Texto fornecido |
Os métodos de associação trabalham as leis da mente e são inerentes ao desenvolvimento de qualquer processo criativo. O primeiro pesquisador a investigar as formas básicas de associação – similaridade e contigüidade – foi David Hume, mas é com Peirce que se chega a resultados mais claros da distinção dessas formas utilizadas como eixos de estruturação do pensamento e, portanto, da linguagem. Para o autor, nas associações por contigüidade, o sistema de pensamento, decorrente da experiência, é o mais simples de todos os raciocínios. São específicas da contigüidade as organizações mentais decorrentes da causalidade, que obedecem a uma lógica discursiva ou linear, de causa e efeito, de princípio, meio e fim, enfim, associações estruturadas por subordinação, por uma hierarquia portanto, cujas partes do signo mantêm entre si relações de proximidade. Já na associação por similaridade, o sistema decorre de situações mentais analógicas ou de semelhança que envolve maior complexidade e as associações são estruturadas por coordenação. Se buscarmos relações com a teoria de Saussure, contigüidade e similaridade, respectivamente, passam a sugerir os dois eixos de linguagem definidos pelo próprio lingüista: sintagma (subordinação / combinação de elementos / reunião) e paradigma (justaposição / seleção de elementos / modelo). Enquanto predomina a hierarquia na associação por contigüidade, predomina na similaridade a construção de caráter justaposto, própria da similaridade ou semelhança.

A função poética, segundo Jakobson (1969, p.130), dá-se pela projeção – princípio de equivalência do eixo da similaridade (seleção) – sobre o eixo da contigüidade (combinação). A equivalência é promovida à condição de recurso constitutivo da seqüência. O que se evidencia nessa projeção é o “caráter palpável dos signos”.

Nos moldes peirceanos, podemos relacionar os símbolos aos signos que se organizam por contigüidade ou por um processo de combinação ou construção da seqüência; os ícones, aos signos que se organizam por similaridade ou pelo processo de seleção que se “perfaz com base na equivalência, semelhança e dessemelhança, sinonímia e antonímia (...)”. Os índices funcionam aqui como fronteiras. Desta forma, os signos por contigüidade estariam mais presentes na linguagem verbal; enquanto que na similaridade seriam privilegiados os signos de natureza não verbal.

Entradas |
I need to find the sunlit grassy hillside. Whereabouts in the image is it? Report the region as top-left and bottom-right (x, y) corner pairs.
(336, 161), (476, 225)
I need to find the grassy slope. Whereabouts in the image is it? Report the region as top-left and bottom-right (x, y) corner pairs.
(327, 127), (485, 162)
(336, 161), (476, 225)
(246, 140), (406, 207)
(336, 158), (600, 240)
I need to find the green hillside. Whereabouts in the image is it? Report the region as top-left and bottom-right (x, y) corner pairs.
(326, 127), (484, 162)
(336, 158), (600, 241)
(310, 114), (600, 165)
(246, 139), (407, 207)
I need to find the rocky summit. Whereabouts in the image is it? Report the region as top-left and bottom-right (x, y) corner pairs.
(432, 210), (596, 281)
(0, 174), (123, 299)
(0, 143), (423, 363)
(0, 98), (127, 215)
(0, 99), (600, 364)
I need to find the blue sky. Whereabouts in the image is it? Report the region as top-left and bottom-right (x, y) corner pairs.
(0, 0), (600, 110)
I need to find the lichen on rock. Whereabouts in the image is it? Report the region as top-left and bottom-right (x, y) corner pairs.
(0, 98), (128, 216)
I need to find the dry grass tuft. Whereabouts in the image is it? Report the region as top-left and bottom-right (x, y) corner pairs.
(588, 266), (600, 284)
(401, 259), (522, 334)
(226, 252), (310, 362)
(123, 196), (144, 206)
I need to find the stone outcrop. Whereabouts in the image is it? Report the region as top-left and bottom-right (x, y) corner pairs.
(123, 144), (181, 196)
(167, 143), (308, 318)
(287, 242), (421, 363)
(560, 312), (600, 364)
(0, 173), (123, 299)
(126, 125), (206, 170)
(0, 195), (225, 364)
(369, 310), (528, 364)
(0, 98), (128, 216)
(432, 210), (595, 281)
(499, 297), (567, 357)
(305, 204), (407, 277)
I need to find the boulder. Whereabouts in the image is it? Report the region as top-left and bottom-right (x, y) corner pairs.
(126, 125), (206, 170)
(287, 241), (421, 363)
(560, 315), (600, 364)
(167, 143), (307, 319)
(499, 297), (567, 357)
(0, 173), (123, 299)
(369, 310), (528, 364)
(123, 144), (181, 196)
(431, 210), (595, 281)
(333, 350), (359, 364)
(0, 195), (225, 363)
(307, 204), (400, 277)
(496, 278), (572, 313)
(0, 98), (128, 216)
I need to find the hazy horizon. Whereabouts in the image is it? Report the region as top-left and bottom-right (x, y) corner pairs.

Lista de tarefas |
a. Traduza para o inglês esta frase do texto sobre os métodos de associação: "A equivalência é promovida à condição de recurso constitutivo da seqüência."
b. Prossiga com o texto sobre os métodos de associação a partir da última frase apresentada.

Resultados do exercício |
a. Equivalence is promoted to the status of a constitutive device of the sequence.

b.
Ora, a função poética não se limita à linguagem verbal. Pignatari (1979) enfatiza que, apesar de o ícone ser o signo da arte e o símbolo, o signo da ciência e da lógica, nada impede que ambos se confundam nos mais altos níveis de criação. O autor ainda ressalta o fato de que ao invés de "associações de idéias" produzem-se "associações de formas". Nessa medida, "o significado de um signo é um outro signo e esta função significante é exercida pelo interpretante que, por sua vez, é icônico por natureza (...) não se pode ter uma idéia (terceiridade) isolada de sua forma (primeiridade)" (Pignatari, 1979, p.115). O processo de associação de formas, por sua vez, dá-se como produto de organização do pensamento inseparável das categorias peirceanas do pensamento: primeiridade, secundidade e terceiridade.

Seguindo ainda os passos de Jakobson, resta dizer que são duas as figuras de retórica que predominam nesses processos: a metonímia e a metáfora. A metonímia constitui-se como parte de um todo, designa objetos que são fragmentos da realidade. Tomar a parte pelo todo prevalece no eixo da combinação. Já a metáfora prevalece no eixo da seleção, à medida que estabelece relações de semelhança entre duas coisas.

Segundo Jakobson, a poesia configura-se como poesia por colocar-se no pólo da metáfora. É a metáfora o mecanismo que recobre a poesia de visualidade imagética, provocando o aparecimento de “quadros de palavras”, torna palpáveis os signos e realiza desta forma a função poética. Ora, a metáfora enquanto utiliza “imagens materiais para sugerir relações imateriais” – e aqui retomamos o estudo de Haroldo de Campos (1977b, p.41) sobre a tese fenollosiana – é exatamente o método ideogrâmico de compor. Chegamos aqui ao ponto em que charge e poesia tangenciam.

A título de atarmos os fios teóricos, lembremos a grande afinidade do método ideogrâmico com o processo metafórico e com a montagem eisensteiniana.

A montagem eisensteiniana configura-se como o choque entre duas tomadas (pictogramas) que traz à luz o conceito. Essas tomadas isoladas correspondem a metonímias que, num processo de colisão, conflito, concorrem para a metaforização ou produção de um conceito. Toda metáfora, na acepção de Jakobson, supõe uma relação de traços metonímicos, e a metonímia “é sempre uma hipótese seletiva. Um corte. Traduz sempre uma visada crítica” (Campos, 1977b, p.93).

Pois bem, todo esse tecer teórico é o suporte para compreendermos a semelhança estrutural entre a charge e o haicai. Este último nada mais é que os mesmos hieróglifos/pictogramas/tomadas transpostos em frases: uma poesia que incorpora o não-verbal nas próprias malhas de relação do verbal, realização mais cabal da função poética.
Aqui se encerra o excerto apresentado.